■ Work required: Copy every line of the items below, character for character.

(Dataset excerpts on object pointing)

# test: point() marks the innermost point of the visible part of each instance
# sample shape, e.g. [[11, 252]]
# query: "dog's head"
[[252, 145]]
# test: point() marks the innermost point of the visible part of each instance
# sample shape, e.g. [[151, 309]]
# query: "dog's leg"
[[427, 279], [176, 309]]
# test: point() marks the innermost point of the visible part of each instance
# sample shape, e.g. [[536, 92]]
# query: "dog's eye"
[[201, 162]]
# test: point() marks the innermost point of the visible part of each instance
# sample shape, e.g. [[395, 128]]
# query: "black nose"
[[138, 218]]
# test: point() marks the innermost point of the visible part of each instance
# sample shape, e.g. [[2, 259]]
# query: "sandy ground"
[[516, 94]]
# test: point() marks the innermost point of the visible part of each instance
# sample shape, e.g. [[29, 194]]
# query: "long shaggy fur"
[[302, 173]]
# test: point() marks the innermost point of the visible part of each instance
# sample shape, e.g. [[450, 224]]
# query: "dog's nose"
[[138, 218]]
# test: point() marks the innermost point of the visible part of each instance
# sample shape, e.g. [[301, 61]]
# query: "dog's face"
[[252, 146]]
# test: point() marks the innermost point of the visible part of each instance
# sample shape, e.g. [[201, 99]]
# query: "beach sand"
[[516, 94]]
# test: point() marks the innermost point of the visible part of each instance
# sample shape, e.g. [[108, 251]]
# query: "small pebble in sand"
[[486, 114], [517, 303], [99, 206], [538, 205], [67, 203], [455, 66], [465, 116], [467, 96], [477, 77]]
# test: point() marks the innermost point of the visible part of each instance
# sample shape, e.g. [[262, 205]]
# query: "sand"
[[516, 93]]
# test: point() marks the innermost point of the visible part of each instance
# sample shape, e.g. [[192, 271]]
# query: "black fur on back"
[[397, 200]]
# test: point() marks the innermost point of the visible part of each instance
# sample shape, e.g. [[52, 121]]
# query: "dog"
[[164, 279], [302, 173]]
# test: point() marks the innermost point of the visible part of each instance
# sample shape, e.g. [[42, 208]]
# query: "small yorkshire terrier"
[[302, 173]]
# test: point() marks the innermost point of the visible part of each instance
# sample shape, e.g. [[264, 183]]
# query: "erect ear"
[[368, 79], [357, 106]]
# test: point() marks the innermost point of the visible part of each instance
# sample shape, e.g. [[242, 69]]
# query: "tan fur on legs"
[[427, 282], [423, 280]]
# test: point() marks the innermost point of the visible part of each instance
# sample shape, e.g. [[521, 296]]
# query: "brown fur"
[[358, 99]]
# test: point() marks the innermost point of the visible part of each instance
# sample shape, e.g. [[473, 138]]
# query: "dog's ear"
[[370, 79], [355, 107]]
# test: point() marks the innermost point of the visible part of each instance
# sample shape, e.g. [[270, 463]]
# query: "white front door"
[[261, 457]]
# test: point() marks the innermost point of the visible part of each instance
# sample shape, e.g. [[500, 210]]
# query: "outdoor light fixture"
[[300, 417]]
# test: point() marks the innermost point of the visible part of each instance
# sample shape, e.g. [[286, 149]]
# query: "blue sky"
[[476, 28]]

■ Answer to the problem:
# test: point() marks the innermost point of the visible part of each instance
# sample shape, e.g. [[11, 252]]
# query: "dog's head"
[[252, 145]]
# test: point() marks the innermost point of the visible part of each instance
# sample shape, e.g. [[151, 309]]
# query: "dog's leg"
[[427, 279], [176, 309]]
# test: point() marks the innermost point of the visible part of each instance
# sample shape, e.g. [[536, 92]]
# query: "dog's eye"
[[201, 162]]
# test: point() marks the innermost point of the visible part of each instance
# sample shape, e.g. [[395, 128]]
# query: "black nose"
[[138, 218]]
# test: point() marks the innermost point of the visible part of each instance
# sample shape, e.g. [[2, 259]]
# query: "sandy ground"
[[516, 94]]
# test: point() marks the innermost point of the visible part of each instance
# sample shape, e.g. [[29, 194]]
# query: "long shaggy fur"
[[302, 173]]
# test: point() marks the innermost point of the visible part of each instance
# sample shape, e.g. [[450, 224]]
# query: "dog's nose"
[[138, 218]]
# test: point() marks the innermost point of the visible part of each instance
# sample shape, e.g. [[301, 61]]
# query: "dog's face"
[[252, 146]]
# test: point() marks the innermost point of the visible part of each instance
# sample shape, e.g. [[201, 99]]
# query: "beach sand"
[[516, 94]]
# test: point() marks the innermost point of the visible part of each instance
# sample shape, e.g. [[108, 251]]
# query: "small pebble in sand"
[[486, 114], [517, 303], [99, 206], [538, 205], [67, 203], [455, 66], [465, 116], [467, 96], [477, 77]]
# test: point() marks the innermost point of the visible part of each instance
# sample shape, e.g. [[262, 205]]
# query: "sand"
[[516, 93]]
# test: point() marks the innermost point of the visible part of each instance
# sample shape, e.g. [[192, 271]]
# query: "black fur on back"
[[397, 200]]
# test: point() marks the innermost point of the visible part of each instance
# sample shape, e.g. [[52, 121]]
# query: "dog"
[[164, 279], [302, 173]]
# test: point() marks the innermost point of the visible part of each instance
# sample shape, e.g. [[42, 208]]
# query: "small yorkshire terrier"
[[302, 173]]
# test: point() marks the innermost point of the visible part of each instance
# sample shape, e.g. [[264, 183]]
# query: "erect ear"
[[368, 79], [357, 106]]
# test: point() marks the innermost point of the visible part of each instance
# sample shape, e.g. [[242, 69]]
# query: "tan fur on legs"
[[427, 282], [423, 280]]
# test: point() marks the innermost point of the visible part of each instance
# sample shape, e.g. [[521, 296]]
# query: "brown fur"
[[358, 99]]
# test: point() marks the innermost point of the visible part of each instance
# sample shape, e.g. [[473, 138]]
# query: "dog's ear"
[[370, 79], [355, 107]]
# test: point() marks the innermost point of the visible part of each instance
# sample shape, e.g. [[270, 463]]
# query: "white front door"
[[261, 457]]
# test: point() marks the innermost point of the visible part of each instance
# sample shape, e.g. [[500, 210]]
# query: "outdoor light fixture"
[[300, 417]]
# test: point() marks the innermost point of the visible part of each instance
# sample shape, e.g. [[286, 149]]
# query: "blue sky"
[[476, 28]]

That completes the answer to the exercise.